* start *

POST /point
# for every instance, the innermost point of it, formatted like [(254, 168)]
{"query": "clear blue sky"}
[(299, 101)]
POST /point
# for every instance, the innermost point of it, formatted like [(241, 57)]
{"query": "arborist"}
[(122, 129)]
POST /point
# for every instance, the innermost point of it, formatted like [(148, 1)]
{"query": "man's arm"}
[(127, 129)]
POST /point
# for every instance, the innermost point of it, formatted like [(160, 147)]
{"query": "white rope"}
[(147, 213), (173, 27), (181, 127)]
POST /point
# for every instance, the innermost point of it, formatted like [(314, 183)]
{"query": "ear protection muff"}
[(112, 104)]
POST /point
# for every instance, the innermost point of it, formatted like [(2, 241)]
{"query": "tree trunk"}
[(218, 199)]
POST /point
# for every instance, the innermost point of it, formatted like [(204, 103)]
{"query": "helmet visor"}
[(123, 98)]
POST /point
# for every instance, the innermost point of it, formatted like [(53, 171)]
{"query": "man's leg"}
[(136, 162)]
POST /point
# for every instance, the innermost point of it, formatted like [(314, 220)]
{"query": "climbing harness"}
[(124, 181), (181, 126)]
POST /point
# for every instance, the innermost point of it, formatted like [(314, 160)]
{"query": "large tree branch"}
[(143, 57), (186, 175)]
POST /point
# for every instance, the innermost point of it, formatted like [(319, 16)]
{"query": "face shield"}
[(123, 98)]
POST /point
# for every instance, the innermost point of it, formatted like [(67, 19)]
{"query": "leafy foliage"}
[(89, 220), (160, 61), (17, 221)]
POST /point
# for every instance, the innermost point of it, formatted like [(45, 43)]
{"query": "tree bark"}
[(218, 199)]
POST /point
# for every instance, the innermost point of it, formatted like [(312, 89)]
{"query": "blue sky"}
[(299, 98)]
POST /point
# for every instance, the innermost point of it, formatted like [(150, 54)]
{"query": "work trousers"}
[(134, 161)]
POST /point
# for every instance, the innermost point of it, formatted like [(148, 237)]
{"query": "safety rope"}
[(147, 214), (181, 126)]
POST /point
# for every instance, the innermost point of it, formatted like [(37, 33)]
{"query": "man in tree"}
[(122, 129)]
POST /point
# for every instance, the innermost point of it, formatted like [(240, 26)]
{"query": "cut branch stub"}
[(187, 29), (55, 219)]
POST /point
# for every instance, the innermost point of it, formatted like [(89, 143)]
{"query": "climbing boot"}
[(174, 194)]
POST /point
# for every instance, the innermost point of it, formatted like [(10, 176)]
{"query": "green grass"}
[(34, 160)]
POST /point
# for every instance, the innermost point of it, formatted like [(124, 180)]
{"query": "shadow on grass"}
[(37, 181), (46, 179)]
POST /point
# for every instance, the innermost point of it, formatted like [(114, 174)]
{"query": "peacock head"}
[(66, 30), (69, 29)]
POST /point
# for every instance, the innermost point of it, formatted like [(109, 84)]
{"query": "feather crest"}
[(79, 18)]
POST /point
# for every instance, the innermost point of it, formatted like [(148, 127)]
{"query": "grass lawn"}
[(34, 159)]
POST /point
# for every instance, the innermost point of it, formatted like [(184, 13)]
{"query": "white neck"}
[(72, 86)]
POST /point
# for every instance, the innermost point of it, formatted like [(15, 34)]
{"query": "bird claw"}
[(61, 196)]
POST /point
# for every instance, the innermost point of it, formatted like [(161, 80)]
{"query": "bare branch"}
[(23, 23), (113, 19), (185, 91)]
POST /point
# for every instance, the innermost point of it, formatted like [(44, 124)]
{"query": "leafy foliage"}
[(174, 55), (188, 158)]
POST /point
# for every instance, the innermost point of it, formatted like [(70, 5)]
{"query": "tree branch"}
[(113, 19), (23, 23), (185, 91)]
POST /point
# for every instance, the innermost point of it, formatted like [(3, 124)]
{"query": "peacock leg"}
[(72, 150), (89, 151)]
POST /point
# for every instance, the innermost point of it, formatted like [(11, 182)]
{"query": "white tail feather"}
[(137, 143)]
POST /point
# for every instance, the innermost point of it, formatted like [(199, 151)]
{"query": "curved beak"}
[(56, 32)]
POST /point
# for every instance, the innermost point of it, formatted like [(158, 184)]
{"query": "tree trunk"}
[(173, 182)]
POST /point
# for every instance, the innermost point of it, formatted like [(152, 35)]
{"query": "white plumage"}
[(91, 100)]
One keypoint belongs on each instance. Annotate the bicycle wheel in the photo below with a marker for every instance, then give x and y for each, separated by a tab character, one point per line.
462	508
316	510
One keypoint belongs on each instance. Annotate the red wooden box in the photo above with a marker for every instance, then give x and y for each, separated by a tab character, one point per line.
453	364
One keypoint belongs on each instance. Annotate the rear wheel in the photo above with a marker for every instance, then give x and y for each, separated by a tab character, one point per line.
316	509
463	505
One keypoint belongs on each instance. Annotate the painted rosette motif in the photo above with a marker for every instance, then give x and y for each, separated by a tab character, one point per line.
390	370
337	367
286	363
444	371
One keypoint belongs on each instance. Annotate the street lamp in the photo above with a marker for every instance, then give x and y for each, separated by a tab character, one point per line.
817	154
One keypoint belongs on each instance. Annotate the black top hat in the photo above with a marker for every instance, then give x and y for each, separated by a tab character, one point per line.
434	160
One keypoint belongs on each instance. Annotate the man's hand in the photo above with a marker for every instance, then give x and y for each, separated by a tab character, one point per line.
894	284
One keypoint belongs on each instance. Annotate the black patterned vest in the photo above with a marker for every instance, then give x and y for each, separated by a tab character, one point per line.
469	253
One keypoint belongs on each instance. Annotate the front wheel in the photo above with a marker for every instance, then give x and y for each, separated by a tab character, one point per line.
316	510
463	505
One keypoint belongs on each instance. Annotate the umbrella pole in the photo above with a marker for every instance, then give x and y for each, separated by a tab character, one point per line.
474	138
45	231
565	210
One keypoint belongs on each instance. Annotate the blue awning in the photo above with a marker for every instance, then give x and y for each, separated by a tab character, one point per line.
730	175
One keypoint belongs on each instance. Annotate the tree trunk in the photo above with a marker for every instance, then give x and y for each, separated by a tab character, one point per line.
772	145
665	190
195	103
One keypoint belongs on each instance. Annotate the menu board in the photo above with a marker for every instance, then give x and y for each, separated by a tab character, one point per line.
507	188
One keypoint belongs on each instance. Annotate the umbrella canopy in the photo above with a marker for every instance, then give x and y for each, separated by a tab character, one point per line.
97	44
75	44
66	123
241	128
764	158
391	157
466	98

* end *

• TASK DESCRIPTION
Copy every one of the records above verbatim, leaving nothing out and changing nothing.

• RESPONSE
POST /point
# for every instance, the innermost point of it, formatted like [(254, 168)]
{"query": "clear blue sky"}
[(299, 101)]
POST /point
# for every instance, the innermost point of it, formatted like [(241, 57)]
{"query": "arborist"}
[(122, 129)]
POST /point
# for every instance, the innermost point of it, formatted like [(148, 1)]
{"query": "man's arm"}
[(127, 129)]
POST /point
# for every instance, the innermost point of it, formatted like [(160, 147)]
{"query": "white rope"}
[(147, 213), (173, 27), (181, 127)]
POST /point
# for every instance, the innermost point of it, formatted like [(314, 183)]
{"query": "ear protection muff"}
[(112, 104)]
POST /point
# for every instance, the innermost point of it, formatted like [(2, 241)]
{"query": "tree trunk"}
[(218, 199)]
POST /point
# for every instance, the innermost point of it, formatted like [(204, 103)]
{"query": "helmet visor"}
[(123, 98)]
POST /point
# for every instance, the innermost point of it, formatted like [(53, 171)]
{"query": "man's leg"}
[(136, 162)]
POST /point
# for every instance, the innermost point of it, formatted like [(314, 220)]
{"query": "climbing harness"}
[(124, 181), (181, 126)]
POST /point
# for every instance, the innermost point of it, formatted like [(314, 160)]
{"query": "large tree branch"}
[(143, 57), (186, 175)]
POST /point
# for every instance, the innermost point of it, formatted like [(319, 16)]
{"query": "face shield"}
[(123, 98)]
POST /point
# for every instance, the innermost point of it, formatted like [(67, 19)]
{"query": "leafy foliage"}
[(89, 220), (160, 61), (17, 221)]
POST /point
# for every instance, the innermost point of it, formatted like [(45, 43)]
{"query": "tree bark"}
[(218, 199)]
POST /point
# for every instance, the innermost point of it, formatted like [(312, 89)]
{"query": "blue sky"}
[(299, 98)]
POST /point
# for every instance, the innermost point of it, formatted like [(150, 54)]
{"query": "work trousers"}
[(134, 161)]
POST /point
# for every instance, the innermost point of it, formatted like [(148, 237)]
{"query": "safety rope"}
[(147, 214), (181, 126)]
POST /point
# for every instance, the innermost point of it, formatted like [(37, 33)]
{"query": "man in tree"}
[(122, 129)]
POST /point
# for every instance, the innermost point of it, formatted like [(240, 26)]
{"query": "cut branch stub"}
[(187, 29), (55, 219)]
POST /point
# for every instance, the innermost point of it, formatted like [(89, 143)]
{"query": "climbing boot"}
[(174, 194)]
POST /point
# for every instance, the innermost point of it, formatted like [(10, 176)]
{"query": "green grass"}
[(34, 160)]
POST /point
# for every instance, the innermost point of it, formatted like [(124, 180)]
{"query": "shadow on grass"}
[(37, 181), (46, 179)]
POST /point
# for every instance, the innermost point of it, formatted like [(114, 174)]
{"query": "peacock head"}
[(66, 30), (69, 29)]
POST /point
# for every instance, the innermost point of it, formatted like [(109, 84)]
{"query": "feather crest"}
[(79, 18)]
POST /point
# for every instance, the innermost point of it, formatted like [(148, 127)]
{"query": "grass lawn"}
[(34, 159)]
POST /point
# for every instance, the innermost point of it, formatted like [(184, 13)]
{"query": "white neck"}
[(72, 86)]
POST /point
# for every instance, the innermost point of it, formatted like [(15, 34)]
{"query": "bird claw"}
[(61, 196)]
POST /point
# for every instance, the innermost point of it, formatted like [(161, 80)]
{"query": "bare branch"}
[(23, 23), (113, 19), (185, 91)]
POST /point
# for every instance, the innermost point of it, formatted like [(44, 124)]
{"query": "leafy foliage"}
[(174, 55), (188, 158)]
POST /point
# for every instance, the innermost point of it, formatted like [(70, 5)]
{"query": "tree branch"}
[(113, 19), (23, 23), (185, 91)]
POST /point
# for every instance, the innermost point of it, formatted like [(3, 124)]
{"query": "peacock leg"}
[(72, 150), (89, 151)]
POST /point
# for every instance, the innermost point of it, formatted like [(11, 182)]
{"query": "white tail feather"}
[(137, 143)]
POST /point
# for every instance, the innermost point of it, formatted like [(199, 151)]
{"query": "curved beak"}
[(56, 32)]
POST /point
# for every instance, the innermost point of it, formatted like [(158, 184)]
{"query": "tree trunk"}
[(173, 182)]
POST /point
# for every instance, the innermost point of it, formatted like [(152, 35)]
{"query": "white plumage"}
[(91, 100)]
One keypoint belongs on each instance. Annotate the bicycle wheel in the photo below with a marker for every instance, then give x and y for each, separated by a tab character, one point per line.
462	508
316	510
One keypoint belongs on each instance. Annotate the red wooden box in the photo above with a marker for every instance, then give x and y for each, separated by a tab character, one point per line.
453	364
One keypoint belongs on each instance. Annotate the rear wheel in the photo above with a marker for every instance, then give x and y for each, separated by a tab character, one point per line.
316	509
463	505
One keypoint belongs on each instance. Annotate the painted rosette motif in the photo above with a marker for every instance, then give x and y for each, separated by a tab character, one point per line.
390	370
337	367
286	363
444	371
One keypoint belongs on each instance. Annotate the street lamp in the photo above with a marker for every instance, then give x and y for each, separated by a tab character, one point per line.
817	154
One keypoint belongs on each instance. Annotate the black top hat in the photo above with a marker for every instance, then give x and y for each, separated by a tab character, one point per line.
434	160
One keypoint belongs on each instance. Annotate the man's hand in the photo above with a marker for every instance, then give x and y for each, separated by a tab character, one point per line.
894	284
One keypoint belongs on each instance. Annotate the black patterned vest in the photo above with a marker for every instance, then give x and y for each, separated by a tab character, one point per line.
469	253
One keypoint belongs on each instance. Annotate the front wheel in the photo above with a marker for every instance, then give x and y for each, separated by a tab character, one point per line.
316	510
463	505
One keypoint belongs on each instance. Annotate the umbrella pole in the photo above with a marker for every instance, then give x and y for each, separated by a tab character, one point per line.
474	138
45	231
565	210
One keypoint belongs on each instance. Annotate the blue awning in the photo above with a marker for every instance, then give x and y for each, separated by a tab character, one point per line.
730	175
One keypoint belongs on each instance. Annotate the tree trunk in the photo above with a marker for every instance, then give x and y for each, separated by a tab character, one point per line.
772	145
665	190
195	103
One keypoint belongs on each instance. Annotate the menu board in the photo above with a marker for every instance, then give x and y for each, separated by a tab character, one point per line.
507	188
One keypoint belongs on each instance. Annotate the umbrella canopy in the photo above with a marker for every instance, then give x and y for each, separated by a tab character, one point per line.
97	44
75	44
66	123
241	128
764	158
391	157
466	98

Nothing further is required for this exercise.